# [GIVEN PASSAGE]
══════
Updated: Nov 19, 2020

Listening somewhat blearily to BBC Scotland's 'Out of Doors' this morning (usually broadcast from the BBC car park in Aberdeen complete with bacon cooked over the campfire but now as with everything else coming from the presenter's homes) when my ears pricked up at the news that today is World Save the Frogs Day.

This rang a bell as I recently spent a Saturday distracting myself from the current situation (including as you might have guessed, the cancellation of this year's Swandro excavation, along with just about everything else), thinking about amphibians or to be more precise frogs and toads. This all started with an email from she-who-must-be-obeyed aka Dr Julie Bond, co-director of the Swandro dig, asking for a fact check favour. Julie is in the process of writing the 2019 dig's Data Structure Report (DSR - working from home obviously) and had just received the preliminary animal bone assessment, which mentioned that we had frogs and toad bones from the middens. She wanted to check on other Orkney references to said amphibians, but due to the lockdown had a bit of a problem as all her books were locked in her office at the University of Bradford, and apparently looking up frogs got missed off the approved government list of essential journeys for some reason. Hence the email to us, as here at Swandro HQ we have a fairly comprehensive collection of books, even if they are currently under lockdown themselves due to an 8-month-old German Shepherd cross puppy with a bit of a book fetish:


I had a vague thought that frogs and toads were an introduced species, and certainly couldn't remember ever reading any reports on amphibian bones, since most excavation reports concentrate on the edible domestic and wild animals, and when I'm reading old histories of Orkney I'm generally taking more notice of the archaeology than the flora and fauna, so I promptly took down the anti-puppy defences and got to work. (The references are at the bottom, feel free to ignore them but they're there if you want to check, and yes I do know that referencing the entire Birsay Bay volume rather than the individual specialist reports is sloppy, but there's loads of them and whilst I'm bored in lockdown I'm not that bored).

Anyway, amphibians do get mentioned in the various histories, I must've just not been paying attention. The earliest reference I could find is a bit of a negative, since Jo Ben's Descriptio Insularum Orchadiarum in 1592 mentions the absence of frogs and toads in North Ronaldsay and Damsay (Mitchell & Clark 1908, 314 & 318) which seems to imply there were plenty elsewhere. There are a few problems with Jo Ben, not least that no-one knows who he was or really when the manuscript was written, 1592 seems reasonable but it was before 1657 (Johnston 1907 & 1915, 59; MacDonald 1936).
══════
Saved entries:
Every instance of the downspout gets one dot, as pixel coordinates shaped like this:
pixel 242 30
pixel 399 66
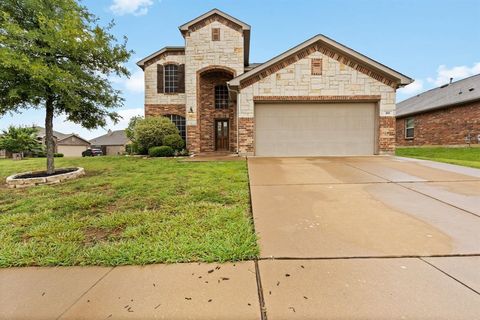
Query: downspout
pixel 237 113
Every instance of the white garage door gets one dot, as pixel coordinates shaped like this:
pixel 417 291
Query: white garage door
pixel 71 151
pixel 314 129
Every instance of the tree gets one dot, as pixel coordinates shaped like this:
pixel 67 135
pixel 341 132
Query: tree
pixel 54 55
pixel 19 140
pixel 151 132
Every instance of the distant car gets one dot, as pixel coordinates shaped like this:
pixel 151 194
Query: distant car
pixel 92 153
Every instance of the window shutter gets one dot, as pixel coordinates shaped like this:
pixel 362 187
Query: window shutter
pixel 160 78
pixel 181 78
pixel 316 67
pixel 215 34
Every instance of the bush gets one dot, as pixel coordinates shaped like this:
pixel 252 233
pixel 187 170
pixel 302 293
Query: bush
pixel 174 141
pixel 151 132
pixel 163 151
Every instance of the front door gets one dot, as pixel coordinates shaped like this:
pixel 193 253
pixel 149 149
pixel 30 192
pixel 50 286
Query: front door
pixel 221 135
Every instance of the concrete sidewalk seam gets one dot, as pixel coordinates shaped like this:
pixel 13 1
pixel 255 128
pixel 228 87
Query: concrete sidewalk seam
pixel 450 276
pixel 423 194
pixel 83 294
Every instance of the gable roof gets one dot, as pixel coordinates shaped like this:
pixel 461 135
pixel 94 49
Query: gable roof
pixel 114 138
pixel 184 28
pixel 358 59
pixel 142 62
pixel 455 93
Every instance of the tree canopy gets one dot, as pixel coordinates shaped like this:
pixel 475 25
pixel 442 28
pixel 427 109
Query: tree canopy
pixel 55 55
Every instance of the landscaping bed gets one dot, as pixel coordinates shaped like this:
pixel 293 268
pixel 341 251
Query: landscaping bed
pixel 128 210
pixel 469 157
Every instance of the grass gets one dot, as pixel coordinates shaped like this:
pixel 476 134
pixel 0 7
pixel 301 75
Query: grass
pixel 128 211
pixel 469 157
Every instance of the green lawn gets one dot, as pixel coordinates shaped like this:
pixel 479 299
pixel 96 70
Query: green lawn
pixel 469 157
pixel 128 211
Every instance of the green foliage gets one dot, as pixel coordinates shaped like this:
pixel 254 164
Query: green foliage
pixel 469 157
pixel 130 130
pixel 151 132
pixel 174 141
pixel 162 151
pixel 20 140
pixel 55 55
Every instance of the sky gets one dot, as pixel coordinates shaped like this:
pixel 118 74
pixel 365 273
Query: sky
pixel 427 40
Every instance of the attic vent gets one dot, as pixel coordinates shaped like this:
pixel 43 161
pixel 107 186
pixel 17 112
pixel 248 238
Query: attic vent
pixel 316 67
pixel 215 34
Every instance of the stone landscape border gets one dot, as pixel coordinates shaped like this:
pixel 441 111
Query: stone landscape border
pixel 15 182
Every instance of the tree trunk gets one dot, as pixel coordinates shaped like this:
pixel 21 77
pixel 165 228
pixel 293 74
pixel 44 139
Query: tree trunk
pixel 49 136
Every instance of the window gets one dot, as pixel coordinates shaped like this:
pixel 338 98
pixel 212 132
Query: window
pixel 171 78
pixel 316 67
pixel 179 122
pixel 215 34
pixel 221 96
pixel 409 128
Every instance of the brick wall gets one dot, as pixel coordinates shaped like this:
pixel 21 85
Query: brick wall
══════
# [ACTIONS TO TAKE]
A. From the passage on frogs and toads, repeat word for word everything from "Anyway, amphibians do" up to and including "59; MacDonald 1936).".
B. Condense the paragraph of the passage on frogs and toads that begins "Anyway, amphibians do get mentioned" into a short bulleted list that keeps its main facts.

# [THE RESULTS]
A.
Anyway, amphibians do get mentioned in the various histories, I must've just not been paying attention. The earliest reference I could find is a bit of a negative, since Jo Ben's Descriptio Insularum Orchadiarum in 1592 mentions the absence of frogs and toads in North Ronaldsay and Damsay (Mitchell & Clark 1908, 314 & 318) which seems to imply there were plenty elsewhere. There are a few problems with Jo Ben, not least that no-one knows who he was or really when the manuscript was written, 1592 seems reasonable but it was before 1657 (Johnston 1907 & 1915, 59; MacDonald 1936).

B.
- Amphibians are mentioned in the various histories of Orkney.
- The earliest reference found is Jo Ben's Descriptio Insularum Orchadiarum (1592). It notes that frogs and toads are absent from North Ronaldsay and Damsay (Mitchell & Clark 1908, 314 & 318), which seems to imply they were plentiful elsewhere.
- The source has problems: no one knows who Jo Ben was or exactly when the manuscript was written. A date of 1592 seems reasonable, but it was certainly before 1657 (Johnston 1907 & 1915, 59; MacDonald 1936).